>> Start Text to read
This is exactly true. I have family 'in the business' and it's amazing how they really do utilize _every part_ of the animal. If you slaughter it for food (and this will continue), you may as well use the rest of it for other things. That's more of an 'environmentaly friendly' approach than PETA is taking. I'm sure they would see this if they would start thinking and stop being so reactionary.

--SONET


----------



## mng (Oct 15, 2003)

BlackChrome said:


> Pretty soon all the luxury cars will offer fake wood trim! :tsk:


again, it might as well be.

Range Rovers and Aston Martins notwithstanding...the crap they put in BMW is shined and laquered to death. i honestly couldn't tell you if it's real, except it says so on the options sticker.

RR:










This is a repost, but here's an article w/ Fisker dropping some knowledge


----------



## TXE39 (Oct 2, 2003)

mng said:


> again, it might as well be.
> 
> Range Rovers and Aston Martins notwithstanding...the crap they put in BMW is shined and laquered to death. i honestly couldn't tell you if it's real, except it says so on the options sticker.


Range Rovers do have nice wood in them. Mine has French Walnut (dull finish) crafted for Land Rover by the Holland & Holland gun maker,


----------
>> End Text to read
>> Start Material supplied
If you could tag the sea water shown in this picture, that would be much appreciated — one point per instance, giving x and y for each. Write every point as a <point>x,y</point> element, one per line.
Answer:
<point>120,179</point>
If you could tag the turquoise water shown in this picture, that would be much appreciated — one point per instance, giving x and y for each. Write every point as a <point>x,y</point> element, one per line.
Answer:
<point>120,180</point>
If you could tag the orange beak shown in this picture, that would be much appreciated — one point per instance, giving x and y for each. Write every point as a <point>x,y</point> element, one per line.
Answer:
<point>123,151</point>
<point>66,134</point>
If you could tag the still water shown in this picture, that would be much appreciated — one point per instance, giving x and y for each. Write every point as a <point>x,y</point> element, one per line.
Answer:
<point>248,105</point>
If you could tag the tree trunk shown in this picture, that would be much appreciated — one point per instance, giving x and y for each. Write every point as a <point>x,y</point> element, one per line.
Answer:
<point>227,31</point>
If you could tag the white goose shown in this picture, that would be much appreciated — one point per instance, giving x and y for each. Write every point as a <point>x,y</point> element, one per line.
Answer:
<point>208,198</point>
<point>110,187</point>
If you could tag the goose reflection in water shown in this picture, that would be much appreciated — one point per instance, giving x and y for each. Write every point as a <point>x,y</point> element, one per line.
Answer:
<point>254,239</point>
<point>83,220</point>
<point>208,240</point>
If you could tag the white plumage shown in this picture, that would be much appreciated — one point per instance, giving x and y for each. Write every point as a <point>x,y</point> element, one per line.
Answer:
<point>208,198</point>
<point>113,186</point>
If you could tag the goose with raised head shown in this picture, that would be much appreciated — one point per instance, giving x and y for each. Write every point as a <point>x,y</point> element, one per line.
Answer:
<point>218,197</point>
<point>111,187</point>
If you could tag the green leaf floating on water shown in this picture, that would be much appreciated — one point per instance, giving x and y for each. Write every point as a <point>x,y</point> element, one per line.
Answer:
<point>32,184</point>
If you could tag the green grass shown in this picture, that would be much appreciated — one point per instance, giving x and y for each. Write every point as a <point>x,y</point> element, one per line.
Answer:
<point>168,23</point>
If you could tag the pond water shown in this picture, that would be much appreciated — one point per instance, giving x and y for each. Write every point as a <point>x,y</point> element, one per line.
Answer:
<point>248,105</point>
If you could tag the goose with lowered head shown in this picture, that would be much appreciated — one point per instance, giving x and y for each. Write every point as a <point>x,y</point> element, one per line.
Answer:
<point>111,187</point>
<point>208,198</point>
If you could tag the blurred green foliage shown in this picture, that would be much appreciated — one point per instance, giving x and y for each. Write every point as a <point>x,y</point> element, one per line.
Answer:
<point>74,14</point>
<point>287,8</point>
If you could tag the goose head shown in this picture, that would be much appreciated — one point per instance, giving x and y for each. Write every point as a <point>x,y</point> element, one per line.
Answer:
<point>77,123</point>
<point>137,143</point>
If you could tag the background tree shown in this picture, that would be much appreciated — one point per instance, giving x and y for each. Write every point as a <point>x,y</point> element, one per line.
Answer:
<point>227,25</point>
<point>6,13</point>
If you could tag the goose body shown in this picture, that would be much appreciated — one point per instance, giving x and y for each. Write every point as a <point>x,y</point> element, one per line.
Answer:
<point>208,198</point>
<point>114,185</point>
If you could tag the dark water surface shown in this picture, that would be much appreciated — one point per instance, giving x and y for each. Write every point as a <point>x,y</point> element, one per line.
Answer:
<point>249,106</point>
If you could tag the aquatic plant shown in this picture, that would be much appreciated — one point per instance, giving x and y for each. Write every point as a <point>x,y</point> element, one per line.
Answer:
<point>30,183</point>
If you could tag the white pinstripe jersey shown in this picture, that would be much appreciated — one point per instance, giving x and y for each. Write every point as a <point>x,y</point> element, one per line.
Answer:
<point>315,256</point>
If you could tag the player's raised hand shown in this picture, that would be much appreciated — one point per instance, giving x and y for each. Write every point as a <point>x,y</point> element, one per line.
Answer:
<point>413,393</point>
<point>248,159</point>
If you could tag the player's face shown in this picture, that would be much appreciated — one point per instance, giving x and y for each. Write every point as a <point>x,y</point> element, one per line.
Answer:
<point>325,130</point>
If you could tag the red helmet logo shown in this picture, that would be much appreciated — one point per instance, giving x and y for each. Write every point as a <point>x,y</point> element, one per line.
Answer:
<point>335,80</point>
>> End Material supplied
>> Start Material supplied
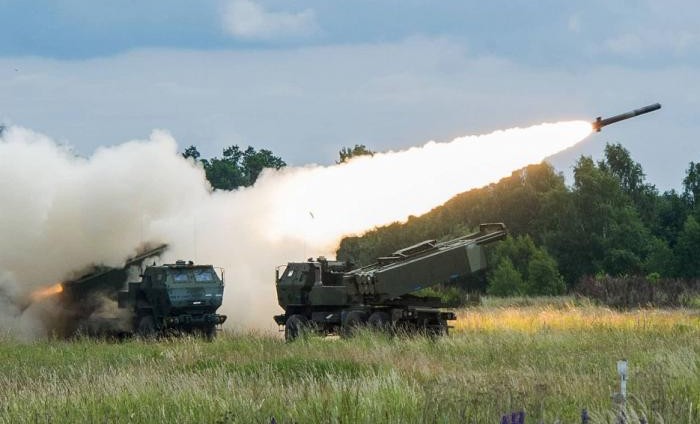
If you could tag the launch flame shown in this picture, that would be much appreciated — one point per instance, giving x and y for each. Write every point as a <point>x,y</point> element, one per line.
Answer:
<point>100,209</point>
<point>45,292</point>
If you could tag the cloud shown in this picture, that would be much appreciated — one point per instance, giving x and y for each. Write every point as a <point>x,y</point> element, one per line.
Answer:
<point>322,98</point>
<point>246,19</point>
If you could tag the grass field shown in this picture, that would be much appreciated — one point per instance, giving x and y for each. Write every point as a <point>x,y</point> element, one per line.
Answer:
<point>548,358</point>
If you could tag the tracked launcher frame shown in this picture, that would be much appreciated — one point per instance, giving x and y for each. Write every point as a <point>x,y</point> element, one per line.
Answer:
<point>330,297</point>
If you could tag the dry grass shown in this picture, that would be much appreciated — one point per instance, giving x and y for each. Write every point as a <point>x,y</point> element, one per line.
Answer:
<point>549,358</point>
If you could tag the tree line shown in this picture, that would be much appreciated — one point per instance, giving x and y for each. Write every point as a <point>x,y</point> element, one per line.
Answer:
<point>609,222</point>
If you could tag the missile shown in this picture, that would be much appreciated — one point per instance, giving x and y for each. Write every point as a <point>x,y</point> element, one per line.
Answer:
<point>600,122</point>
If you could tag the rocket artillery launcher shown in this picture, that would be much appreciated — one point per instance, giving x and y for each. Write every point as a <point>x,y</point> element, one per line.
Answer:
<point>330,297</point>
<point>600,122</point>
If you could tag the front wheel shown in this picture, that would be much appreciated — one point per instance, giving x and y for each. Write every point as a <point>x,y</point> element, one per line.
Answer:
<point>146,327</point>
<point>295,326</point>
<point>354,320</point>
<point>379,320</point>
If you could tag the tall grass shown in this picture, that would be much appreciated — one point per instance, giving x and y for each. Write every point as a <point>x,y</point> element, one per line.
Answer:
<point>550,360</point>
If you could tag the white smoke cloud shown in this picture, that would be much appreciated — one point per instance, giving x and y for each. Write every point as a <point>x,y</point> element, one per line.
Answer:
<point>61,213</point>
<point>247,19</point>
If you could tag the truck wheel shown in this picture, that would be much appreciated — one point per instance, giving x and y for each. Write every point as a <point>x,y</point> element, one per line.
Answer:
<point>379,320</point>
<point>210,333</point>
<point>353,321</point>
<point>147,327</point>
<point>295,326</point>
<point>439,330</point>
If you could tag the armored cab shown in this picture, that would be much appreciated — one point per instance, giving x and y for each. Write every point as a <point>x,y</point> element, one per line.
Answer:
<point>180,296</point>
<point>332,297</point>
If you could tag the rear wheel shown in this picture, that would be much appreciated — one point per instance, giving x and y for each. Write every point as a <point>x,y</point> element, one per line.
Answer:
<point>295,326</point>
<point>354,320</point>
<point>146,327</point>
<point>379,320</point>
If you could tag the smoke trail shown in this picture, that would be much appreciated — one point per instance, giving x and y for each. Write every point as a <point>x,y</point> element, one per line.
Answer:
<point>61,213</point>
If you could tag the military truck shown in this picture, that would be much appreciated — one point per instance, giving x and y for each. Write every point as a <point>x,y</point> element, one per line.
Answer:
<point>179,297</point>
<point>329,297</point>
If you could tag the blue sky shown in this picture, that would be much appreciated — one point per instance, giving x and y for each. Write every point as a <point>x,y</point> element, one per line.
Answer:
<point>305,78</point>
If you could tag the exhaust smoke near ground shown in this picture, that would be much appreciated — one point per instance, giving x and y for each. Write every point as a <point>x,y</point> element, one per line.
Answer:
>> End Material supplied
__Problem to work on__: Reproduce word for word the stretch of the wood trim thread from "This is exactly" through "(Oct 15, 2003)". Rely only on the forum thread about car wood trim.

__Response below__:
This is exactly true. I have family 'in the business' and it's amazing how they really do utilize _every part_ of the animal. If you slaughter it for food (and this will continue), you may as well use the rest of it for other things. That's more of an 'environmentaly friendly' approach than PETA is taking. I'm sure they would see this if they would start thinking and stop being so reactionary.

--SONET


----------



## mng (Oct 15, 2003)